/---

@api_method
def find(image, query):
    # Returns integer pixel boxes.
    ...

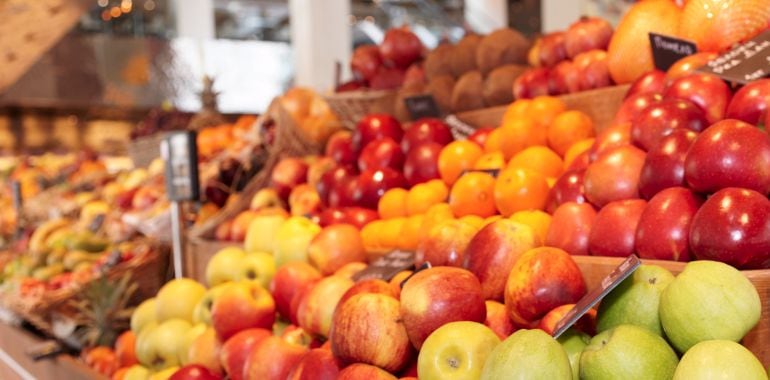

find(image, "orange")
[510,210,551,243]
[494,166,549,216]
[548,111,594,157]
[473,152,505,170]
[527,96,567,128]
[500,119,548,160]
[508,146,564,178]
[449,172,496,218]
[377,188,408,219]
[564,138,596,169]
[406,183,449,215]
[438,140,483,185]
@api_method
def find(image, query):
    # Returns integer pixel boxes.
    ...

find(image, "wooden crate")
[573,256,770,367]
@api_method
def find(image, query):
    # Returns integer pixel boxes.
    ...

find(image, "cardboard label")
[553,255,642,338]
[698,30,770,84]
[649,33,698,71]
[160,131,200,202]
[353,250,414,281]
[404,95,441,120]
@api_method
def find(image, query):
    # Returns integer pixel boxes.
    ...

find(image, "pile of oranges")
[361,96,594,255]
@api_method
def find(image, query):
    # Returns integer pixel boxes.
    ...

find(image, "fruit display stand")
[573,256,770,367]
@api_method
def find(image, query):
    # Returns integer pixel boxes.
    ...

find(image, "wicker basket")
[324,90,397,129]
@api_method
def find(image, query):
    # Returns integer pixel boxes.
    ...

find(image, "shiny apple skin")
[631,99,709,151]
[639,129,698,199]
[635,187,703,261]
[725,79,770,125]
[684,119,770,194]
[663,73,732,124]
[545,169,586,214]
[690,187,770,269]
[588,199,647,257]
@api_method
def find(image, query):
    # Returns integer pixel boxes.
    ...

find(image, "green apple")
[674,340,767,380]
[480,329,572,380]
[206,247,246,286]
[417,321,500,380]
[192,282,234,325]
[178,323,208,366]
[155,278,206,322]
[243,215,286,253]
[660,260,762,353]
[136,318,192,371]
[596,265,674,336]
[238,252,275,289]
[131,298,156,336]
[123,364,151,380]
[580,325,679,380]
[272,216,321,268]
[556,329,591,380]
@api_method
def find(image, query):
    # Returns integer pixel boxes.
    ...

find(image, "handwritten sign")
[649,33,698,71]
[353,251,414,281]
[553,255,642,338]
[698,30,770,84]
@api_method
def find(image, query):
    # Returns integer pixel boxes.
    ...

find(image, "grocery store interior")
[0,0,770,380]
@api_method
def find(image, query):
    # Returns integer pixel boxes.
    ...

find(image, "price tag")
[353,251,414,281]
[649,33,698,71]
[698,30,770,84]
[553,255,642,338]
[404,95,441,120]
[160,131,200,202]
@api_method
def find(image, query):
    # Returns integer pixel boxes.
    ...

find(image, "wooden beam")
[0,0,93,94]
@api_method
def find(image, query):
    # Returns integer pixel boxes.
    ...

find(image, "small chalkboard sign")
[353,250,414,281]
[160,131,200,202]
[553,255,642,338]
[649,33,698,71]
[404,95,441,120]
[698,30,770,84]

\---

:: Given instruction ::
Rewrite the data from its first line up to and including the line with "[588,199,647,257]" as a numbered list, omitting blank lines and leaving out the pictures.

:: The response ::
1. @api_method
2. def find(image, query):
3.     # Returns integer pixel boxes.
4.     ...
5. find(image, "orange")
6. [510,210,551,243]
7. [494,166,549,216]
8. [548,111,594,157]
9. [473,152,505,170]
10. [527,96,567,128]
11. [500,119,548,160]
12. [508,146,564,178]
13. [449,172,496,218]
14. [377,188,408,219]
15. [564,138,596,169]
16. [406,183,449,215]
17. [438,140,483,185]
18. @api_method
19. def find(image, query):
20.     # Returns integer pixel boxes.
21.     ...
22. find(image, "wooden crate")
23. [573,256,770,367]
24. @api_method
25. def find(image, query):
26.     # Returns integer pixel boxes.
27.     ...
28. find(image, "cardboard label")
29. [553,255,642,338]
30. [698,30,770,84]
31. [649,33,698,71]
32. [160,131,200,202]
33. [353,250,414,281]
34. [404,95,441,120]
35. @api_method
36. def find(image, query):
37.     # Returns integer pixel boxes.
38.     ...
39. find(image, "pile of oranges")
40. [361,96,594,255]
41. @api_method
42. def find(image, query):
43.     # Returns integer pixel boxes.
44.     ...
45. find(image, "fruit display stand")
46. [573,256,770,367]
47. @api_method
48. def find(image, query):
49.     # Returns integer pixel boxes.
50.     ...
51. find(image, "wicker basket")
52. [324,90,397,129]
53. @api_method
54. def find(image, query):
55.     # Returns integer pixel boxes.
56.     ...
57. find(image, "shiny apple skin")
58. [631,99,709,151]
59. [639,129,698,199]
60. [635,187,703,261]
61. [725,79,770,125]
62. [684,119,770,194]
63. [663,73,732,124]
64. [545,169,586,214]
65. [690,187,770,269]
66. [588,199,647,257]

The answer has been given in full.